What is asked:
Reproduce every one of the following items verbatim, with no changes.

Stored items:
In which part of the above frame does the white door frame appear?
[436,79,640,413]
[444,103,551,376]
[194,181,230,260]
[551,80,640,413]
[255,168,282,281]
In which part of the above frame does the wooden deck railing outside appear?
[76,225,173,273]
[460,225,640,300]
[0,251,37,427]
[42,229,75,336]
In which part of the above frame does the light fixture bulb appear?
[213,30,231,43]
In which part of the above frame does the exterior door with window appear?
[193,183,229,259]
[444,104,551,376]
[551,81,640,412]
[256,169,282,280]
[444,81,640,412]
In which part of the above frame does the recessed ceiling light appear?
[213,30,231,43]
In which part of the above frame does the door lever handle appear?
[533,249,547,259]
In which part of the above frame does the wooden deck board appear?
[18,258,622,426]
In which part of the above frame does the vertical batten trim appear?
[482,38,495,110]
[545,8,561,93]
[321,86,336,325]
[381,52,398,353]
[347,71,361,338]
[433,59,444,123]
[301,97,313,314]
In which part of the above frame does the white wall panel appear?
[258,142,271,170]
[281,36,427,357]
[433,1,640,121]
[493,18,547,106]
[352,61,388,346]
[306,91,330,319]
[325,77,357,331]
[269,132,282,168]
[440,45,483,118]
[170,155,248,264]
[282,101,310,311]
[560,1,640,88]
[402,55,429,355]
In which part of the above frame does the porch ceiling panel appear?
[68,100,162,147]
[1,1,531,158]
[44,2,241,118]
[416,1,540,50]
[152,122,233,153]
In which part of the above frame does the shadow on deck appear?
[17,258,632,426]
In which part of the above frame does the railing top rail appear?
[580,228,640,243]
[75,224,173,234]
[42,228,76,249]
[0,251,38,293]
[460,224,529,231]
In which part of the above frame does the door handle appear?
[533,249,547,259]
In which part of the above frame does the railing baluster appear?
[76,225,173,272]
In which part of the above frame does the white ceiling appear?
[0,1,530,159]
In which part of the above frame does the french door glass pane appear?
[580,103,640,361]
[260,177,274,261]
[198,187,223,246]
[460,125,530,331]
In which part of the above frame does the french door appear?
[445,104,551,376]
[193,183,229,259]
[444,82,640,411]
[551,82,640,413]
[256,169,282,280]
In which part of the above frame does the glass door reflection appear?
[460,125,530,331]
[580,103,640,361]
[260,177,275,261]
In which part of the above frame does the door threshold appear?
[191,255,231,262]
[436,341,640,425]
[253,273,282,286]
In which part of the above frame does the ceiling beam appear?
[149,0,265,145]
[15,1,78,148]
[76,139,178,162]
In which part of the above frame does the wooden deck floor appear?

Result of this task:
In which part of the above frame does the white door frame appear?
[436,79,640,413]
[444,103,551,376]
[194,181,230,260]
[551,80,640,413]
[255,168,282,281]
In which part of the above frame does the wooden deck railing outside appear?
[76,225,173,273]
[460,225,640,300]
[0,251,37,427]
[42,229,75,336]
In which part of the above frame does the light fixture bulb appear?
[213,30,231,43]
In which part of the above frame does the exterior door with window appear?
[193,183,229,259]
[444,104,551,376]
[551,81,640,412]
[256,169,282,280]
[444,81,640,412]
In which part of the above frame does the recessed ceiling light appear?
[213,30,231,43]
In which part of the above frame does the door lever handle appear?
[533,249,547,259]
In which part of the above frame does the wooden deck board appear?
[18,258,622,426]
In which part of the above frame does the vertical batten trim appear?
[482,38,495,110]
[545,8,561,93]
[321,86,336,325]
[381,52,398,353]
[347,71,361,338]
[433,59,444,123]
[301,97,313,314]
In which part of the above frame does the white wall panel appear?
[258,142,271,170]
[281,36,427,357]
[433,1,640,121]
[493,18,547,106]
[352,61,388,346]
[306,91,330,319]
[325,77,357,331]
[269,132,282,168]
[440,45,483,118]
[170,155,248,264]
[282,101,310,311]
[560,1,640,88]
[402,55,429,355]
In which part of the above frame does the porch ceiling panel appear?
[68,100,162,147]
[1,1,531,158]
[44,2,241,118]
[416,1,540,50]
[152,122,233,153]
In which part of the above frame does the shadow on deck appear?
[17,258,632,426]
In which part of the above frame does the railing top rail appear?
[580,228,640,243]
[75,224,173,234]
[42,228,76,249]
[0,251,38,293]
[460,224,529,231]
In which part of the above frame does the door handle appear?
[533,249,547,259]
In which part of the above frame does the railing baluster appear?
[76,225,173,272]
In which part of the above frame does the white ceiling appear?
[0,1,530,159]
In which part of the above frame does the french door glass pane appear?
[580,103,640,361]
[260,177,274,261]
[198,187,223,246]
[460,125,530,331]
In which part of the above frame does the french door appear?
[445,104,551,376]
[193,183,229,259]
[444,82,640,411]
[551,82,640,413]
[256,169,282,280]
In which part of the above frame does the glass door reflection appear?
[460,125,530,331]
[580,103,640,361]
[260,177,275,261]
In which part of the above frame does the door threshold appear?
[191,255,231,262]
[436,341,640,425]
[253,273,282,286]
In which part of the above frame does the ceiling beam appear?
[149,0,265,145]
[15,1,78,148]
[76,139,178,162]
In which part of the above frame does the wooden deck floor appear?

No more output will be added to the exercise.